**STATED EXERCISE**
Convert the entries below, from the line containing "Can you find the brown" through the end of the entries, into a numbered list, skipping blank lines. Leave the pictures out of the answer.

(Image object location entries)

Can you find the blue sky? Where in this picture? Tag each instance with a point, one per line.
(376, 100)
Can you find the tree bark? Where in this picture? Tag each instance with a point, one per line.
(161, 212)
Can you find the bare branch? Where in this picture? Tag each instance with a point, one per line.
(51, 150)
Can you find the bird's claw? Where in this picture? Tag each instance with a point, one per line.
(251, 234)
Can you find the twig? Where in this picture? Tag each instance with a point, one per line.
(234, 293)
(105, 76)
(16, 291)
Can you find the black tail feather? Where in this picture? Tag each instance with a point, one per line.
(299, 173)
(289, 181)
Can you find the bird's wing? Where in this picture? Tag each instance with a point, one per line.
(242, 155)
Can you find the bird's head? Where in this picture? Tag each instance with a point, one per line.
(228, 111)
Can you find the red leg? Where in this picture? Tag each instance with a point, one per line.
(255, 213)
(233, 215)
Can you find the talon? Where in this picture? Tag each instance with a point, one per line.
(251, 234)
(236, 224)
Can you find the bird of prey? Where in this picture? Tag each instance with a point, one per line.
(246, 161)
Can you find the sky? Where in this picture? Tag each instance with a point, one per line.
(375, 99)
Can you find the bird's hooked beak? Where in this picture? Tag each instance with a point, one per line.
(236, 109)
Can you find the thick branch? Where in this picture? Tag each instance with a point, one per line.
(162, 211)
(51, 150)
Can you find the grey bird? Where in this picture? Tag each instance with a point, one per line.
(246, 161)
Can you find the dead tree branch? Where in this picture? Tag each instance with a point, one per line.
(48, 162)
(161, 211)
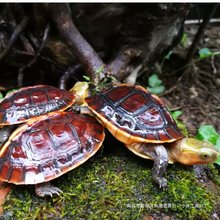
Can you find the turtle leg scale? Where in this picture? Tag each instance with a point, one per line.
(160, 156)
(46, 189)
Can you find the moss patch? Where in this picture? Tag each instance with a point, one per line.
(115, 188)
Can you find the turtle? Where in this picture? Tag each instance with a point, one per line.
(50, 142)
(142, 122)
(33, 101)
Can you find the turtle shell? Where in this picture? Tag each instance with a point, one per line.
(132, 114)
(40, 151)
(33, 101)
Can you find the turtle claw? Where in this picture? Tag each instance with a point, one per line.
(45, 189)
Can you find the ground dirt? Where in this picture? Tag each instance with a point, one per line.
(197, 91)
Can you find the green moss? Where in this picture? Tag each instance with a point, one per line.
(114, 188)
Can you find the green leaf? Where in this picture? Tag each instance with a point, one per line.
(10, 91)
(176, 114)
(204, 53)
(154, 81)
(184, 39)
(100, 69)
(167, 57)
(207, 133)
(86, 78)
(1, 96)
(156, 90)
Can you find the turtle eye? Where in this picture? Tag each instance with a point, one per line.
(204, 156)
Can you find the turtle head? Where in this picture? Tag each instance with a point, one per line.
(190, 151)
(81, 91)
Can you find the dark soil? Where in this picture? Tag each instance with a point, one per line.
(197, 91)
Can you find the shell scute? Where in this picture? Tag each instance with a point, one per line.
(132, 114)
(30, 102)
(42, 150)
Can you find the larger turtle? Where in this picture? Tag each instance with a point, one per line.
(140, 120)
(50, 143)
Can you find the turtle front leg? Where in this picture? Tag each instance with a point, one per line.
(46, 189)
(159, 155)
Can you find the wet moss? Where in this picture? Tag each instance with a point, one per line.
(115, 188)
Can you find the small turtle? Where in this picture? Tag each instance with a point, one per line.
(33, 101)
(42, 150)
(50, 143)
(140, 120)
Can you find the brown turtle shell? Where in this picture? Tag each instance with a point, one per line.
(33, 101)
(40, 151)
(132, 114)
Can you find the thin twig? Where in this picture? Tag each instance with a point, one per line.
(19, 28)
(88, 58)
(200, 32)
(42, 46)
(70, 73)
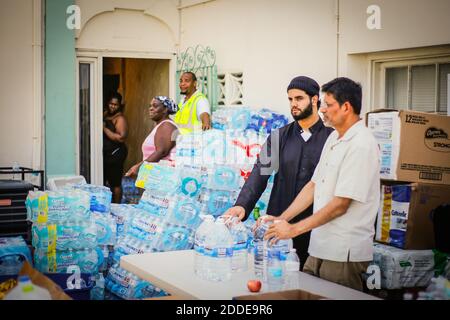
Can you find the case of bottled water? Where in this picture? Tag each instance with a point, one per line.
(106, 229)
(88, 260)
(128, 286)
(200, 266)
(156, 204)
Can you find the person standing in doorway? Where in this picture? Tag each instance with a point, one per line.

**FULL OUTPUT**
1. Can you find the brown turtle shell? Where in this picture? Tag each instance with a point, one per line.
2. (33, 101)
3. (40, 151)
4. (132, 114)
5. Can you find the thin twig? Where in this picture? Tag each instance with a point, one per line.
6. (19, 28)
7. (88, 58)
8. (200, 32)
9. (42, 46)
10. (70, 73)
11. Can you find the case of bottled water? Where in this picture? Tag each instance with a point, one per line.
12. (106, 229)
13. (88, 260)
14. (128, 286)
15. (200, 266)
16. (156, 204)
17. Can you find the person standing in doorway? Where in this picture? Tag each instance with a point, one per line.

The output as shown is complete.